Around 8 a.m. on November 29, Afghan authorities patrolling the northern Faryab Province saw an unfamiliar bird walking along the highway. It wasn’t just that they hadn’t seen such a bird—turkey-shaped, but half the size—before: The creature was also sporting an antenna. Since the Faryab Province is a known home of Taliban, the police assumed the worst—that the bird was wearing a bomb—and killed it.
“Bird Bomb? Afghan Police Kill Bird Bearing Antenna, Explosives,” the NBC headline states. Police chief Maj. Gen. Abdul Nabi Ilham told NBC that the bird exploded upon being shot, and that “suspicious metal stuff,” was found on the body. A video posted by NBC shows the remnants of the creature, which included part of a GPS device and a camera, according to Ilham.
But was the bird actually retrofitted by the Taliban to carry a bomb? Or did it appear to have an antenna because a conservation group had tagged it with a satellite transmitter to track its migration?
The NBC video scans over some of the equipment found on the bird, revealing a metal tag that identifies it as part of the ECCH, which stands for the Emirates Center for the Conservation of Houbara. As some noted on Twitter, the antenna that gave the police such a scare looked like standard scientific tracking gear.

***

» **Exercises to complete**:
1 – According to the passage about the bird shot in Afghanistan, what does ECCH stand for?
2 – From the passage about the bird shot in Afghanistan, write out the text from "But was the" up to and including "track its migration?".

» **Data section**:
***

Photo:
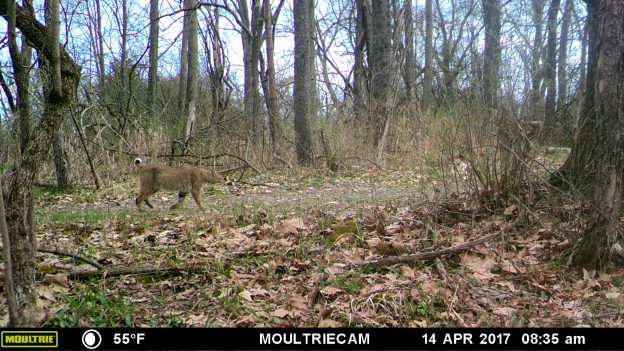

***

» **Written responses**:
1 – Emirates Center for the Conservation of Houbara

2 –
But was the bird actually retrofitted by the Taliban to carry a bomb? Or did it appear to have an antenna because a conservation group had tagged it with a satellite transmitter to track its migration?